**TASK TO CARRY OUT**.
Rewrite only the records starting at the line that contains "Please annotate the sculpture reflection" and ending at the line that contains "Please annotate the stainless", both included, with their requests, and increase every coordinate in the answers by 26.

**Records from a pointing dataset**.
★ ★ ★ ★

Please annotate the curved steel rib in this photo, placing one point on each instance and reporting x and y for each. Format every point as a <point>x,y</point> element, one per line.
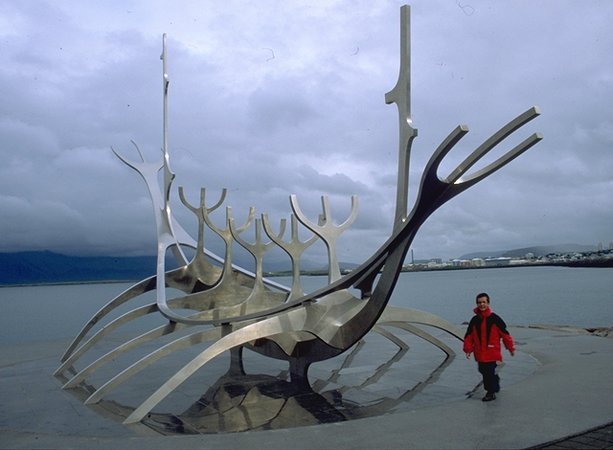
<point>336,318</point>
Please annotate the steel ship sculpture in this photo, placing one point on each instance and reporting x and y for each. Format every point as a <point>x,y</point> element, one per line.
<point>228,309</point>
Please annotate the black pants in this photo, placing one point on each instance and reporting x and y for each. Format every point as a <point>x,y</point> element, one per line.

★ ★ ★ ★

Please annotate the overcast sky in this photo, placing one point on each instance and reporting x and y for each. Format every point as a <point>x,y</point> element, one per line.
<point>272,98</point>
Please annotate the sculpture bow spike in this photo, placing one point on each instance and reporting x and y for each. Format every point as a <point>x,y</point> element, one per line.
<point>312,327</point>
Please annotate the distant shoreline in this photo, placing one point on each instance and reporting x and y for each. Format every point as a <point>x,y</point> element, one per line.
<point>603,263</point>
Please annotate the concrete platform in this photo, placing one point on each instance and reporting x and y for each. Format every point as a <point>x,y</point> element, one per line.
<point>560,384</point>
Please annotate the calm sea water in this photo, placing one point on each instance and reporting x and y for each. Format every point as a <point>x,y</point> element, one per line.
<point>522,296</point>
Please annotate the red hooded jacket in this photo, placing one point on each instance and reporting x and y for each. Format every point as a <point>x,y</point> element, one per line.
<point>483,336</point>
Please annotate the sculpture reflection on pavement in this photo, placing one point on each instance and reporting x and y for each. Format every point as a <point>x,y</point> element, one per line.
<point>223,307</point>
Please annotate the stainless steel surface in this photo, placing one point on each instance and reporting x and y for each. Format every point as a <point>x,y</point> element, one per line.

★ ★ ★ ★

**TASK RESPONSE**.
Please annotate the sculpture reflection on pavement in this photo, placing one point on each instance and reporting x and y for each. Format every point as a <point>x,y</point> element, one per line.
<point>249,333</point>
Please annotate the stainless steel surface in this photo, placing one point on each instance and reporting x and y for each. Format every point as a <point>x,y</point> element, one per line.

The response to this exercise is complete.